* _Labeled point records_

((

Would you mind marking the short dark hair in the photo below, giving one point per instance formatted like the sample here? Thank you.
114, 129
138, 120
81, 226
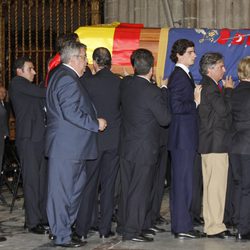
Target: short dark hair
19, 63
179, 47
63, 38
208, 60
71, 49
142, 61
102, 57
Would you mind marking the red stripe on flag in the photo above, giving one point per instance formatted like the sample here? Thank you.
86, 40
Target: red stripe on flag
126, 40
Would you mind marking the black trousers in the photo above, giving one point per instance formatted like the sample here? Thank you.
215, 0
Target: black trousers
197, 189
241, 191
101, 171
35, 180
158, 188
136, 187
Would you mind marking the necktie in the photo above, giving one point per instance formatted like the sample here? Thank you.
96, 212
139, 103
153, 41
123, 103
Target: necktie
191, 76
192, 79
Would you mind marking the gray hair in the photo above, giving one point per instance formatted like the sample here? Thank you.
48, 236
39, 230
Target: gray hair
208, 60
71, 49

))

* _SHORT TASK_
Can you repeat all of the lines above word for word, leaving out the picture?

* _TASK RESPONSE_
Would you mind marking the short dark hair in the photo below, giving one point per instance formatted like the sample here? Thank you.
114, 129
138, 120
81, 226
Target: short dark hair
19, 63
179, 47
63, 38
208, 60
71, 49
142, 61
102, 57
Would you mind marking the red stripe on flag in the photo above, giving one point per instance formatted like the sample here? Thank you.
86, 40
Target: red stripe on flag
126, 40
Would you mind marking the black trousers in the photo above, giving one point per instance formatted like the sample here? Thank you.
215, 0
Target: black trousers
197, 189
241, 191
101, 171
35, 180
158, 188
136, 187
Would you mind marking the necktie in the photo above, giving one point per instance formatted like the sample here? Thank you.
96, 212
139, 103
153, 41
123, 103
Target: necktie
191, 76
192, 79
Would you mind marking the gray hair in the photo above, giving one point per instance formatted like the sample here? Thank you.
48, 236
39, 230
Target: gray hair
208, 60
71, 49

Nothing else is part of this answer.